*Assigned task:*
Before anything else, drop the pictures; then return exactly the lines from the top of the listing through the line with "From this security camera still, highlight where the weathered".
◇ ◇ ◇
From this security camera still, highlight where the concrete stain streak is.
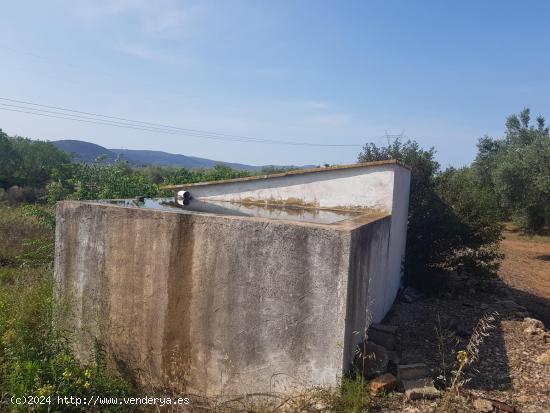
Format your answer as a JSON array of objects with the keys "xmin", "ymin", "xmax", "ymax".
[{"xmin": 54, "ymin": 162, "xmax": 411, "ymax": 396}]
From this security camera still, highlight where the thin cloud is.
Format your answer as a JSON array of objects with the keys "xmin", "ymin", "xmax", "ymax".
[
  {"xmin": 64, "ymin": 1, "xmax": 195, "ymax": 67},
  {"xmin": 303, "ymin": 100, "xmax": 329, "ymax": 109},
  {"xmin": 116, "ymin": 43, "xmax": 189, "ymax": 67},
  {"xmin": 70, "ymin": 0, "xmax": 188, "ymax": 35}
]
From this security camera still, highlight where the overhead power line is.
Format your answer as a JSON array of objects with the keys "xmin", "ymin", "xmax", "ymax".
[
  {"xmin": 0, "ymin": 106, "xmax": 263, "ymax": 144},
  {"xmin": 0, "ymin": 103, "xmax": 278, "ymax": 143},
  {"xmin": 0, "ymin": 97, "xmax": 271, "ymax": 140},
  {"xmin": 0, "ymin": 97, "xmax": 365, "ymax": 147}
]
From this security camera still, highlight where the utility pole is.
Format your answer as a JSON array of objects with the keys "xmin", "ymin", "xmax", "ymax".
[{"xmin": 383, "ymin": 131, "xmax": 404, "ymax": 146}]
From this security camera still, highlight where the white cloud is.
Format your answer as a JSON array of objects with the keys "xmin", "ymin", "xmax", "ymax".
[
  {"xmin": 303, "ymin": 100, "xmax": 329, "ymax": 109},
  {"xmin": 71, "ymin": 0, "xmax": 189, "ymax": 35},
  {"xmin": 62, "ymin": 0, "xmax": 198, "ymax": 66},
  {"xmin": 116, "ymin": 43, "xmax": 189, "ymax": 66}
]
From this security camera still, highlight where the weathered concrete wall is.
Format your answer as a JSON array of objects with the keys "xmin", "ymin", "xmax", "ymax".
[
  {"xmin": 55, "ymin": 203, "xmax": 377, "ymax": 394},
  {"xmin": 364, "ymin": 165, "xmax": 411, "ymax": 321},
  {"xmin": 169, "ymin": 163, "xmax": 403, "ymax": 213},
  {"xmin": 386, "ymin": 164, "xmax": 412, "ymax": 318},
  {"xmin": 343, "ymin": 217, "xmax": 391, "ymax": 368},
  {"xmin": 54, "ymin": 202, "xmax": 393, "ymax": 395},
  {"xmin": 169, "ymin": 162, "xmax": 411, "ymax": 323},
  {"xmin": 54, "ymin": 161, "xmax": 411, "ymax": 395}
]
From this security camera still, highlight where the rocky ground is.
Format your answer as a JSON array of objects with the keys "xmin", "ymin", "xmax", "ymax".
[{"xmin": 368, "ymin": 229, "xmax": 550, "ymax": 412}]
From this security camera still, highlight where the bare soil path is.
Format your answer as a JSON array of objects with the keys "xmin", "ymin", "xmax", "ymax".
[
  {"xmin": 499, "ymin": 230, "xmax": 550, "ymax": 325},
  {"xmin": 375, "ymin": 231, "xmax": 550, "ymax": 413}
]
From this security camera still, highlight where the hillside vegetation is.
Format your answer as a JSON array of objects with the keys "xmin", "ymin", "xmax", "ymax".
[
  {"xmin": 0, "ymin": 108, "xmax": 549, "ymax": 411},
  {"xmin": 51, "ymin": 139, "xmax": 267, "ymax": 170}
]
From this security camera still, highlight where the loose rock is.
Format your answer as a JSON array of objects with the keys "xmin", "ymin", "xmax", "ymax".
[
  {"xmin": 536, "ymin": 349, "xmax": 550, "ymax": 365},
  {"xmin": 523, "ymin": 317, "xmax": 545, "ymax": 330},
  {"xmin": 402, "ymin": 377, "xmax": 440, "ymax": 400},
  {"xmin": 369, "ymin": 372, "xmax": 397, "ymax": 396},
  {"xmin": 489, "ymin": 399, "xmax": 518, "ymax": 412},
  {"xmin": 473, "ymin": 398, "xmax": 494, "ymax": 412},
  {"xmin": 397, "ymin": 363, "xmax": 428, "ymax": 381}
]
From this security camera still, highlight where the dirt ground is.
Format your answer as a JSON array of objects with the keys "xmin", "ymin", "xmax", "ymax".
[
  {"xmin": 499, "ymin": 230, "xmax": 550, "ymax": 324},
  {"xmin": 500, "ymin": 230, "xmax": 550, "ymax": 300},
  {"xmin": 373, "ymin": 230, "xmax": 550, "ymax": 413}
]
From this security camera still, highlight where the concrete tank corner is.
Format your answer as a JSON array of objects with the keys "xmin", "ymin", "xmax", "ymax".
[{"xmin": 54, "ymin": 161, "xmax": 411, "ymax": 395}]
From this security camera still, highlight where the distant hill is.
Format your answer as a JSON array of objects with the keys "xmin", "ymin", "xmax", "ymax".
[
  {"xmin": 109, "ymin": 148, "xmax": 262, "ymax": 170},
  {"xmin": 52, "ymin": 140, "xmax": 116, "ymax": 163},
  {"xmin": 51, "ymin": 140, "xmax": 293, "ymax": 171}
]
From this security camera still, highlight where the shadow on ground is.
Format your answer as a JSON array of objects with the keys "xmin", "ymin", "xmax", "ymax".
[
  {"xmin": 384, "ymin": 275, "xmax": 550, "ymax": 400},
  {"xmin": 535, "ymin": 254, "xmax": 550, "ymax": 262}
]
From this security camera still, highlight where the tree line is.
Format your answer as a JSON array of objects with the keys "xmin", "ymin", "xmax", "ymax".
[
  {"xmin": 0, "ymin": 130, "xmax": 253, "ymax": 203},
  {"xmin": 1, "ymin": 108, "xmax": 549, "ymax": 288},
  {"xmin": 358, "ymin": 108, "xmax": 550, "ymax": 289}
]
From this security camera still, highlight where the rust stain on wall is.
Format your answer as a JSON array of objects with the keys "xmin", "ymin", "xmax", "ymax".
[{"xmin": 162, "ymin": 214, "xmax": 194, "ymax": 391}]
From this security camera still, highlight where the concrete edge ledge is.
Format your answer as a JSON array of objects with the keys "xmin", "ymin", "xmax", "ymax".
[
  {"xmin": 56, "ymin": 200, "xmax": 391, "ymax": 231},
  {"xmin": 161, "ymin": 160, "xmax": 411, "ymax": 191}
]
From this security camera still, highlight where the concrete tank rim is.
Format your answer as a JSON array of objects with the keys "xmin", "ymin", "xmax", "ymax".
[
  {"xmin": 56, "ymin": 200, "xmax": 390, "ymax": 232},
  {"xmin": 161, "ymin": 160, "xmax": 410, "ymax": 191}
]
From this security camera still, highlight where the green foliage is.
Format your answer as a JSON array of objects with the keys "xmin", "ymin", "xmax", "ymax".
[
  {"xmin": 436, "ymin": 167, "xmax": 502, "ymax": 245},
  {"xmin": 162, "ymin": 164, "xmax": 251, "ymax": 186},
  {"xmin": 0, "ymin": 130, "xmax": 19, "ymax": 179},
  {"xmin": 10, "ymin": 206, "xmax": 56, "ymax": 268},
  {"xmin": 259, "ymin": 165, "xmax": 301, "ymax": 175},
  {"xmin": 473, "ymin": 108, "xmax": 550, "ymax": 233},
  {"xmin": 139, "ymin": 165, "xmax": 174, "ymax": 184},
  {"xmin": 435, "ymin": 167, "xmax": 503, "ymax": 276},
  {"xmin": 358, "ymin": 140, "xmax": 502, "ymax": 290},
  {"xmin": 21, "ymin": 205, "xmax": 56, "ymax": 230},
  {"xmin": 1, "ymin": 134, "xmax": 70, "ymax": 189},
  {"xmin": 312, "ymin": 375, "xmax": 373, "ymax": 413},
  {"xmin": 0, "ymin": 207, "xmax": 51, "ymax": 265},
  {"xmin": 16, "ymin": 239, "xmax": 55, "ymax": 269},
  {"xmin": 0, "ymin": 268, "xmax": 133, "ymax": 412},
  {"xmin": 0, "ymin": 206, "xmax": 133, "ymax": 412},
  {"xmin": 45, "ymin": 161, "xmax": 251, "ymax": 203},
  {"xmin": 47, "ymin": 161, "xmax": 162, "ymax": 202},
  {"xmin": 1, "ymin": 127, "xmax": 255, "ymax": 204}
]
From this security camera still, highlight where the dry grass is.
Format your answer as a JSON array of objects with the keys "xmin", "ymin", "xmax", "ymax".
[
  {"xmin": 0, "ymin": 205, "xmax": 51, "ymax": 263},
  {"xmin": 503, "ymin": 222, "xmax": 550, "ymax": 243},
  {"xmin": 438, "ymin": 312, "xmax": 498, "ymax": 412}
]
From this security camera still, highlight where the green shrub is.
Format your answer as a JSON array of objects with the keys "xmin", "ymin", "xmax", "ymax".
[
  {"xmin": 0, "ymin": 207, "xmax": 51, "ymax": 264},
  {"xmin": 435, "ymin": 167, "xmax": 503, "ymax": 276},
  {"xmin": 162, "ymin": 164, "xmax": 251, "ymax": 186},
  {"xmin": 46, "ymin": 162, "xmax": 252, "ymax": 203},
  {"xmin": 312, "ymin": 375, "xmax": 373, "ymax": 413},
  {"xmin": 0, "ymin": 131, "xmax": 70, "ymax": 190},
  {"xmin": 358, "ymin": 140, "xmax": 502, "ymax": 290},
  {"xmin": 47, "ymin": 161, "xmax": 162, "ymax": 202},
  {"xmin": 0, "ymin": 206, "xmax": 133, "ymax": 412},
  {"xmin": 0, "ymin": 268, "xmax": 133, "ymax": 412},
  {"xmin": 473, "ymin": 108, "xmax": 550, "ymax": 233}
]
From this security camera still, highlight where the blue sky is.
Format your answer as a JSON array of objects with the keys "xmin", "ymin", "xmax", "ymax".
[{"xmin": 1, "ymin": 0, "xmax": 549, "ymax": 167}]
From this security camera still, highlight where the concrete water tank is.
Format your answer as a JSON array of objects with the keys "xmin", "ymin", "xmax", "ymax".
[{"xmin": 54, "ymin": 160, "xmax": 410, "ymax": 395}]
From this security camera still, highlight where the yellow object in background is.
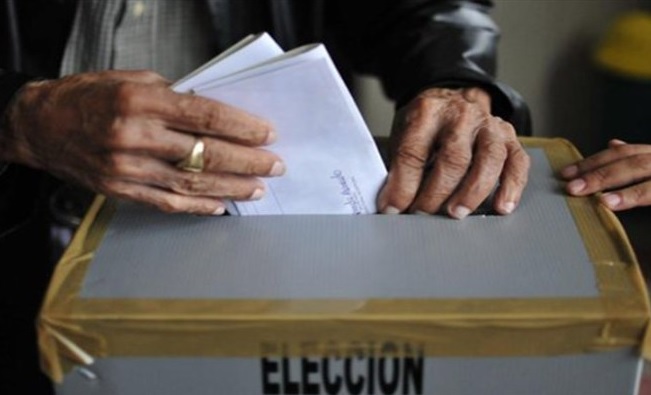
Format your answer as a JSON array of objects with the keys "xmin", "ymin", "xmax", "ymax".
[{"xmin": 595, "ymin": 10, "xmax": 651, "ymax": 79}]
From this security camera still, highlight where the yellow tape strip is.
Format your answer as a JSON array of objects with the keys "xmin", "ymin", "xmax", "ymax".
[
  {"xmin": 523, "ymin": 137, "xmax": 651, "ymax": 358},
  {"xmin": 38, "ymin": 137, "xmax": 651, "ymax": 382}
]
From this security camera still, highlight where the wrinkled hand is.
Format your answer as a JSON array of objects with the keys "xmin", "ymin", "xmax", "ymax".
[
  {"xmin": 377, "ymin": 87, "xmax": 530, "ymax": 219},
  {"xmin": 561, "ymin": 139, "xmax": 651, "ymax": 211},
  {"xmin": 0, "ymin": 70, "xmax": 285, "ymax": 215}
]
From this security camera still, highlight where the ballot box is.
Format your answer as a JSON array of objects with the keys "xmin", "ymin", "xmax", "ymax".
[{"xmin": 38, "ymin": 137, "xmax": 651, "ymax": 395}]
◇ ◇ ◇
*Answer space:*
From this security camera still, highlight where the concrete stain streak is.
Format your answer as a JSON array of objects with the keys "xmin", "ymin", "xmax", "ymax".
[{"xmin": 54, "ymin": 162, "xmax": 411, "ymax": 396}]
From this security camera still, highlight where the thin cloud is.
Format your answer as a JSON array of objects with the keys "xmin", "ymin", "xmax", "ymax".
[
  {"xmin": 64, "ymin": 1, "xmax": 195, "ymax": 67},
  {"xmin": 303, "ymin": 100, "xmax": 329, "ymax": 109},
  {"xmin": 116, "ymin": 43, "xmax": 189, "ymax": 67},
  {"xmin": 70, "ymin": 0, "xmax": 188, "ymax": 35}
]
From this security camera still, highlight where the overhead power line is.
Format your answer as a JSON array of objects with the keys "xmin", "ymin", "xmax", "ymax".
[
  {"xmin": 0, "ymin": 106, "xmax": 263, "ymax": 144},
  {"xmin": 0, "ymin": 103, "xmax": 278, "ymax": 143},
  {"xmin": 0, "ymin": 97, "xmax": 271, "ymax": 140},
  {"xmin": 0, "ymin": 97, "xmax": 365, "ymax": 147}
]
From this security camera still, highlight where the utility pole is.
Format your answer as a JSON array of objects with the keys "xmin", "ymin", "xmax", "ymax".
[{"xmin": 383, "ymin": 131, "xmax": 404, "ymax": 146}]
From this security camera still, highlight where the white cloud is.
Format your answer as a JSON array of objects with the keys "xmin", "ymin", "xmax", "ymax".
[
  {"xmin": 303, "ymin": 100, "xmax": 329, "ymax": 109},
  {"xmin": 71, "ymin": 0, "xmax": 189, "ymax": 35},
  {"xmin": 62, "ymin": 0, "xmax": 198, "ymax": 66},
  {"xmin": 116, "ymin": 43, "xmax": 189, "ymax": 66}
]
From this security camera still, highlight where the weathered concrete wall is.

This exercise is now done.